Given entries:
— BEGIN —
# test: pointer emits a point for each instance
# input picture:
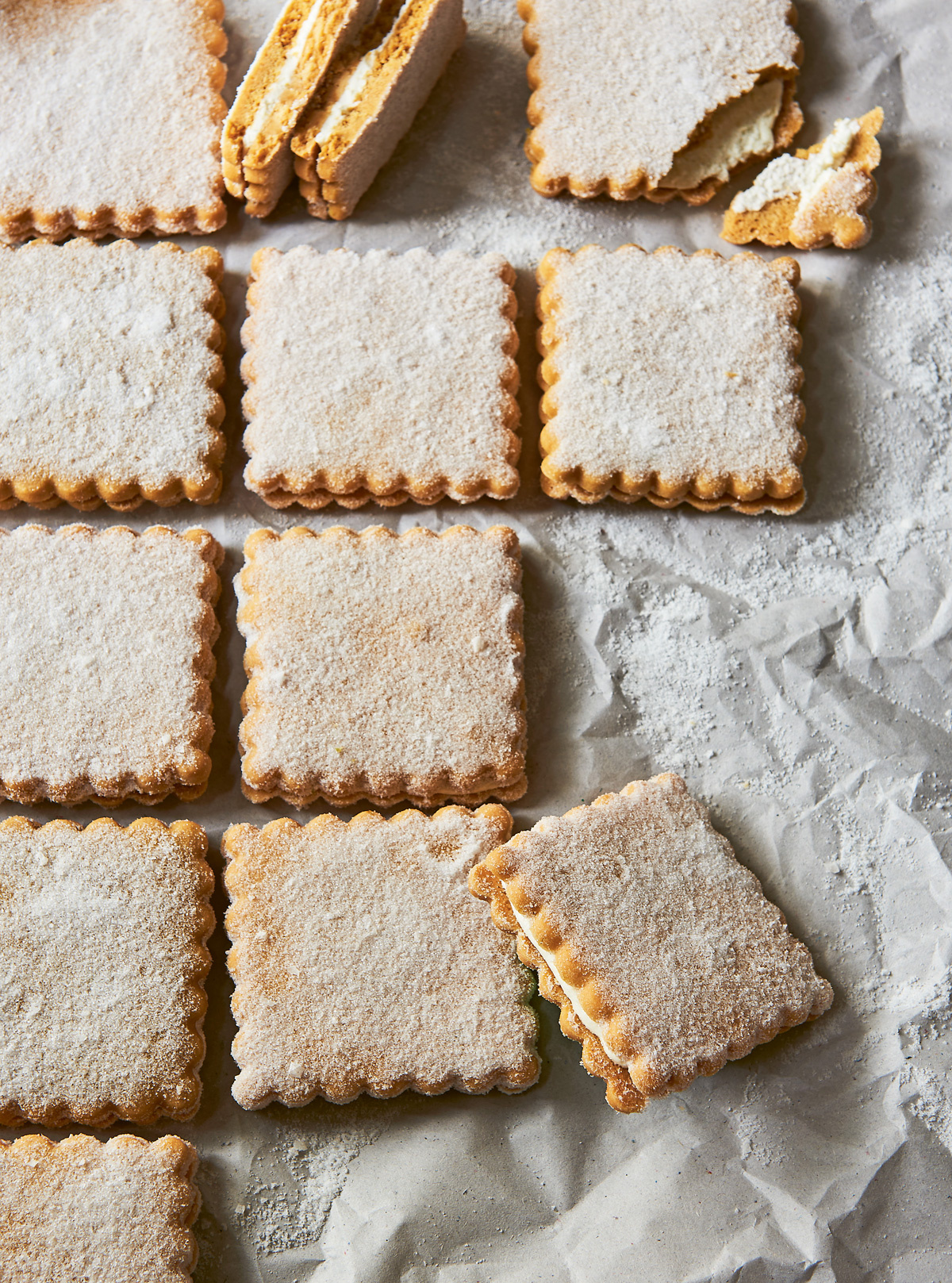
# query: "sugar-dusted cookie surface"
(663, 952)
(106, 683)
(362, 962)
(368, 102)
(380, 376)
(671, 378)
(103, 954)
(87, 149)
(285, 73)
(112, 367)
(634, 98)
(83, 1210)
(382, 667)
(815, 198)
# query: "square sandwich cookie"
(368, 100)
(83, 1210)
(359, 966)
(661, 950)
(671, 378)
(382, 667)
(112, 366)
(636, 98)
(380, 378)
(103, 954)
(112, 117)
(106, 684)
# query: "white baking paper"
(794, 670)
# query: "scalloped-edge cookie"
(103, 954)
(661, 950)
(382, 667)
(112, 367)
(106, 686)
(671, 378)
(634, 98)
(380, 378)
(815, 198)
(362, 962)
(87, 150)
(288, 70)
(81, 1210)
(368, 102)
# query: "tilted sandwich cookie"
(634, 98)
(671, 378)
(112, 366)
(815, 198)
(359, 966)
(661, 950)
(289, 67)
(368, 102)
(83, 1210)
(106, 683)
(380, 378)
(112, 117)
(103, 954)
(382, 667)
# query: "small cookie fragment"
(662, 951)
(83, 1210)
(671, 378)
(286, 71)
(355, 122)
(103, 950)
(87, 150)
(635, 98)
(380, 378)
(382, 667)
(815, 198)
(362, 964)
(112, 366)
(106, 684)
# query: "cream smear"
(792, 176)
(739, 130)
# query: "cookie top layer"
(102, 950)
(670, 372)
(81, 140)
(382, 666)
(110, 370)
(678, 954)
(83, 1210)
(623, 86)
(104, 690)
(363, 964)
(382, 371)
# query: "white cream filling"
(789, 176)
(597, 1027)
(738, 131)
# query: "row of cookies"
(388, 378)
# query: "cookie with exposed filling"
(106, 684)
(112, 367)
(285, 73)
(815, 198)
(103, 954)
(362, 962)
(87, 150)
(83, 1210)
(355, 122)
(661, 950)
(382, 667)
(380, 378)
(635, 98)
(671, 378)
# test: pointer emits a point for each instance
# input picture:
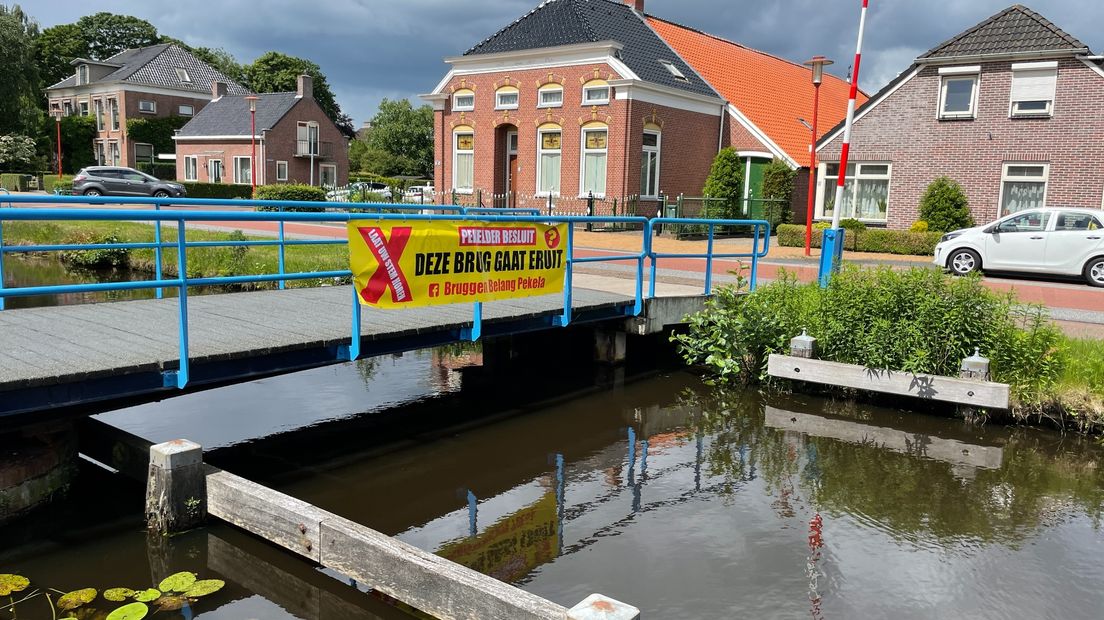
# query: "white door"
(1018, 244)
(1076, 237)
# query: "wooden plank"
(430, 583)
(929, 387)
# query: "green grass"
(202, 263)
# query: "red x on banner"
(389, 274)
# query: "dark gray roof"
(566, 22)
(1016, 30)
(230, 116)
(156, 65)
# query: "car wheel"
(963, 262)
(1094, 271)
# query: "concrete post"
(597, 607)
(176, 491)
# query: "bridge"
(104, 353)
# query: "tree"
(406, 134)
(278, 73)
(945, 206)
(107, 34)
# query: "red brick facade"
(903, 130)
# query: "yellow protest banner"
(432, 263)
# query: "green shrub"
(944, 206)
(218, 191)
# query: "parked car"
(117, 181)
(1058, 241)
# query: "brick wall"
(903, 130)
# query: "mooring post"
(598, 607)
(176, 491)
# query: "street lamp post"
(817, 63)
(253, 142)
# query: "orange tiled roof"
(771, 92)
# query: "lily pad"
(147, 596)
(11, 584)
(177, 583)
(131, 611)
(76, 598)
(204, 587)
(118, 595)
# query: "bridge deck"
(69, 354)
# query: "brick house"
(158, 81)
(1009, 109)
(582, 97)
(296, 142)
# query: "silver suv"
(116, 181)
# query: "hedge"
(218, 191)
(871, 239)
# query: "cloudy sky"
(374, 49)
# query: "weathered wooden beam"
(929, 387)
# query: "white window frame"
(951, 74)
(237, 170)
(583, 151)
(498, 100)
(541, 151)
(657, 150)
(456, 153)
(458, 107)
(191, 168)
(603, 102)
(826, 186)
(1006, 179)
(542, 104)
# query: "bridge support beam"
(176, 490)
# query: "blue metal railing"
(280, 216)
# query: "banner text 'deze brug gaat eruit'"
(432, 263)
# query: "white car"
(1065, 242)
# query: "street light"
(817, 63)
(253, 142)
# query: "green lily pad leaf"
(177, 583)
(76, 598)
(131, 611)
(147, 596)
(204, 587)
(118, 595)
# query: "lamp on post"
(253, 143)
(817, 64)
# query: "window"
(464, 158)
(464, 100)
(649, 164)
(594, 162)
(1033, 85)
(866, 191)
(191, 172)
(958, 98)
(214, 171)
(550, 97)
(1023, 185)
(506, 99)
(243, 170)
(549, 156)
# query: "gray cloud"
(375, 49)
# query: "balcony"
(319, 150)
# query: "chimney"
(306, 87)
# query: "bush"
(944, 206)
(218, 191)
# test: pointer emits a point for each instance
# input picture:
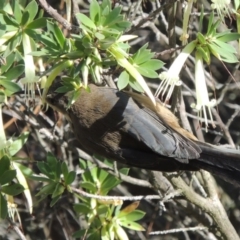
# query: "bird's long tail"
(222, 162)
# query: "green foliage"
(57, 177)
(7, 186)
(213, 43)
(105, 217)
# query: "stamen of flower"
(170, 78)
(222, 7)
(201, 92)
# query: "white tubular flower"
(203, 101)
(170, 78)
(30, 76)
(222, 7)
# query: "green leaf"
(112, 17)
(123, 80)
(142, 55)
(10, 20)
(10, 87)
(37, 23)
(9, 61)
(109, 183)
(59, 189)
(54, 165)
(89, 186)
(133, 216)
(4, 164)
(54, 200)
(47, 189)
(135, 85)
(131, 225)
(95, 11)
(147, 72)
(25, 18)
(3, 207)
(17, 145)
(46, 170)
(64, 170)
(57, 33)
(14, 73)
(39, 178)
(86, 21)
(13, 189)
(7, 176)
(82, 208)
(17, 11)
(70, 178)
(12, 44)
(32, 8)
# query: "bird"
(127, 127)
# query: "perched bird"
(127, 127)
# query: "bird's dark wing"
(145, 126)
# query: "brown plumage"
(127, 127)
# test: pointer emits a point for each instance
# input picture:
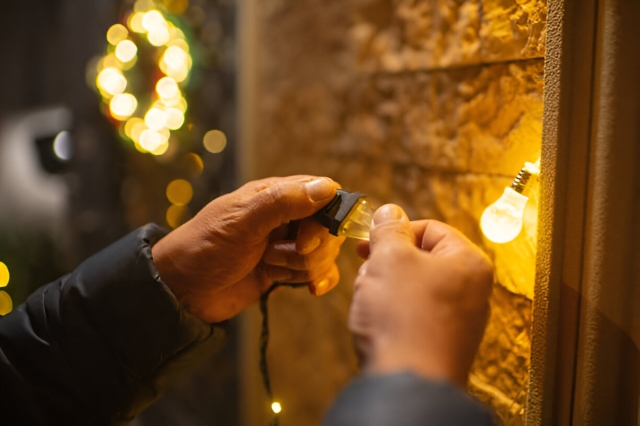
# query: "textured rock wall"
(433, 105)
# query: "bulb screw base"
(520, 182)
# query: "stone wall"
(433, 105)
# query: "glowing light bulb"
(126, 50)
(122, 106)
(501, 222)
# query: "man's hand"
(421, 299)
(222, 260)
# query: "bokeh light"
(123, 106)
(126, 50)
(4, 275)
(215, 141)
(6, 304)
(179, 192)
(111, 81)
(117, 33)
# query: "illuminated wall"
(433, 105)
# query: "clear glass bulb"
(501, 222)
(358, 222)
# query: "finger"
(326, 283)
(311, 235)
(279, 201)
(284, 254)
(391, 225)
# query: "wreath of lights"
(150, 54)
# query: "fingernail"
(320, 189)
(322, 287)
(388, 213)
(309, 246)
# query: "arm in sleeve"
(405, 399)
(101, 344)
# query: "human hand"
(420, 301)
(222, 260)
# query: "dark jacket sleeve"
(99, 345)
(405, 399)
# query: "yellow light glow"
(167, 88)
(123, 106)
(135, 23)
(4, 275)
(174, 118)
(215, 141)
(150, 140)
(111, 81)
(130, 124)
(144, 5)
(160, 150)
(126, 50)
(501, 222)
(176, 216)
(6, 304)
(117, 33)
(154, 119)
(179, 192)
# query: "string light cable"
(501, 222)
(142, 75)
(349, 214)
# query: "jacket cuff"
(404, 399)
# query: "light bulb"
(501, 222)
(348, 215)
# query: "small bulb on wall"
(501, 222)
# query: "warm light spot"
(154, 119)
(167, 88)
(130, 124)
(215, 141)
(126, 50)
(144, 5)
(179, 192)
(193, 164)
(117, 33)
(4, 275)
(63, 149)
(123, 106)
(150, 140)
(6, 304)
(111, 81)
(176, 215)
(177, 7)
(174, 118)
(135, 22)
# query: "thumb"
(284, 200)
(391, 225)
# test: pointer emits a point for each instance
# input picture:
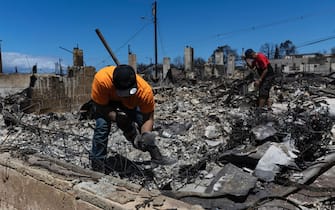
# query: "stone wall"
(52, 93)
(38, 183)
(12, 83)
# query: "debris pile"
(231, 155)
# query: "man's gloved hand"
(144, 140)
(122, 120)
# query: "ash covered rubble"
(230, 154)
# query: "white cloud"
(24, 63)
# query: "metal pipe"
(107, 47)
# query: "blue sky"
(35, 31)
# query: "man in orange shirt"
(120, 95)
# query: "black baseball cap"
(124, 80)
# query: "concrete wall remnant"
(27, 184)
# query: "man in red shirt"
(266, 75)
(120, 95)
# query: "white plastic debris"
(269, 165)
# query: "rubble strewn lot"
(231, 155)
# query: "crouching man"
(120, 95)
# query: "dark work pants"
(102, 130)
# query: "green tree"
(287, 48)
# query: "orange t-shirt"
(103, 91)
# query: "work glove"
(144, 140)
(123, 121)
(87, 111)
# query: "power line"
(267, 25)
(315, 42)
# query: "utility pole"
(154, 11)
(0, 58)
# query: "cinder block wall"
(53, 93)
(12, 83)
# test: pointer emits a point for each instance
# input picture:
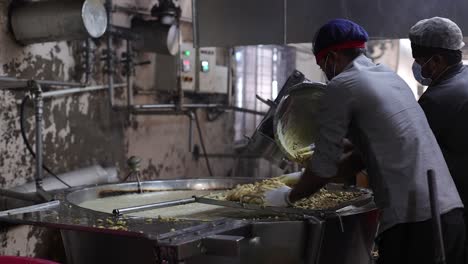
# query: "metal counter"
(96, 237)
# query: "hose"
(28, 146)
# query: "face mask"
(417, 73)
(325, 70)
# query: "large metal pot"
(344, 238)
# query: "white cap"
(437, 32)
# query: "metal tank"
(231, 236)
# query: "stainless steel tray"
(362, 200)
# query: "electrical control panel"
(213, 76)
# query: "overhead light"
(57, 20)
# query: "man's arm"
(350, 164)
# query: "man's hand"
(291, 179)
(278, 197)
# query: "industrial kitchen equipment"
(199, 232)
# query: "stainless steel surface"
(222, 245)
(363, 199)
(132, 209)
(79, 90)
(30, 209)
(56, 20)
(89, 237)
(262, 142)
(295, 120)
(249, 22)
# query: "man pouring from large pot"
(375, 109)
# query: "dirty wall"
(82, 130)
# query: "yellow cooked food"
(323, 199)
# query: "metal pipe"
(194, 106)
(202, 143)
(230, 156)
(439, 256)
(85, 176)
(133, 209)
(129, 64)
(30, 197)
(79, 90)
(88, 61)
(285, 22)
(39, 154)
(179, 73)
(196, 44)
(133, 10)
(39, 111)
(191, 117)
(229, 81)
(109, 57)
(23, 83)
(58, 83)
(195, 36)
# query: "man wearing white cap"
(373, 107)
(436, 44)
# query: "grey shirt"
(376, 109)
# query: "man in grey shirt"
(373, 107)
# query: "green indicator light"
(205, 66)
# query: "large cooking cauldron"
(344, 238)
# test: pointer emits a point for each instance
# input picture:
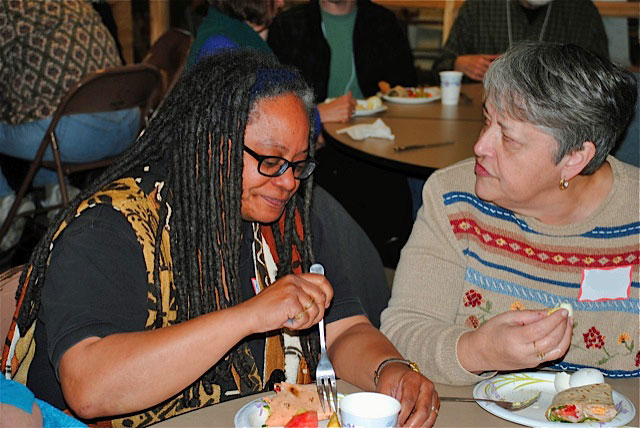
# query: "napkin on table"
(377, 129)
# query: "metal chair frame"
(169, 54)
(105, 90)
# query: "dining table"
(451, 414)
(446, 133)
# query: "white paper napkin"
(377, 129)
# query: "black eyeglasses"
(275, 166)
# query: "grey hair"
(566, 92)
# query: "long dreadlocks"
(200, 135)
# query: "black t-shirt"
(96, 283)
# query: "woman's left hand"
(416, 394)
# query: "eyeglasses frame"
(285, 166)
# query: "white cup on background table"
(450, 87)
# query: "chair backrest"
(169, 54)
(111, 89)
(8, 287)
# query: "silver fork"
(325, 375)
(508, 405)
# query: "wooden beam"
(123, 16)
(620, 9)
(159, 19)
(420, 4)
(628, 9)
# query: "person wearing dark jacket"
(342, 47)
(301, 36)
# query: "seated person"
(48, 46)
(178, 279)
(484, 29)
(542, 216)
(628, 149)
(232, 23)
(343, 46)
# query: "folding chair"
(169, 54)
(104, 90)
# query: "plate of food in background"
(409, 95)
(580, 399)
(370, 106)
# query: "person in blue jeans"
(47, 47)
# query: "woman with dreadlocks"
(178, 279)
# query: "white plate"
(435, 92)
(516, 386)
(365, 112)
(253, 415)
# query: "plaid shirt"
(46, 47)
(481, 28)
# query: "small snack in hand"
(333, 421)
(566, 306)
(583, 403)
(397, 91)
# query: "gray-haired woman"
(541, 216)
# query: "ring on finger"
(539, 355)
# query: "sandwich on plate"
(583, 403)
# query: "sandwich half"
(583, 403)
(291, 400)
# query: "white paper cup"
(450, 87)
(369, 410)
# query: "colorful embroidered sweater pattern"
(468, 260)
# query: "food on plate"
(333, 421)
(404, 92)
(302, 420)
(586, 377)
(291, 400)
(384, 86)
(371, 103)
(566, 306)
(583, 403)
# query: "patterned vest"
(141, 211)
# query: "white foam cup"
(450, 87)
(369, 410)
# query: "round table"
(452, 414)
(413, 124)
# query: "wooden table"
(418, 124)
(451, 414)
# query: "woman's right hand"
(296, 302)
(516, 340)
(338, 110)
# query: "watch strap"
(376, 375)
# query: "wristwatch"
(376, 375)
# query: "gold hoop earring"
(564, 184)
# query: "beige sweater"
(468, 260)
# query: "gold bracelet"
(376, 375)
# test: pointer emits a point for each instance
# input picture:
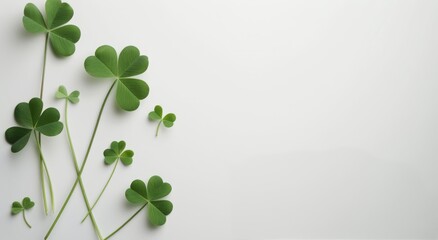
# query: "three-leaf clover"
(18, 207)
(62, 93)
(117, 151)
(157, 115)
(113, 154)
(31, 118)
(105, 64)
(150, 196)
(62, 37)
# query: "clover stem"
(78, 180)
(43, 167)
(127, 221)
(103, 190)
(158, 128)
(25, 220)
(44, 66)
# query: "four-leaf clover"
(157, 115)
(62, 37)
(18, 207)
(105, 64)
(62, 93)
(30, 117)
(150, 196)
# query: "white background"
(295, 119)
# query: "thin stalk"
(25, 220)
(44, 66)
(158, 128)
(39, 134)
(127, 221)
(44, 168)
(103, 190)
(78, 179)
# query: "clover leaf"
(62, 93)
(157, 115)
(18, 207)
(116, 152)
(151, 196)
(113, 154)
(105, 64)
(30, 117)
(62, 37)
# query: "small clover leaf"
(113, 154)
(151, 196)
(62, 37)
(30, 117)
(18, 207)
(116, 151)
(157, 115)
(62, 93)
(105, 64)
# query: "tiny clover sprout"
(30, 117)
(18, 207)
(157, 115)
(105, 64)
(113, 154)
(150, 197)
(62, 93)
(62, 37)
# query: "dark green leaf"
— END —
Required work:
Select every line of the listing above that contains the word "paper", and copy each one. Case counts.

Result for this task:
# query: "white baking paper"
# query: "white paper napkin"
# query: "white paper cup"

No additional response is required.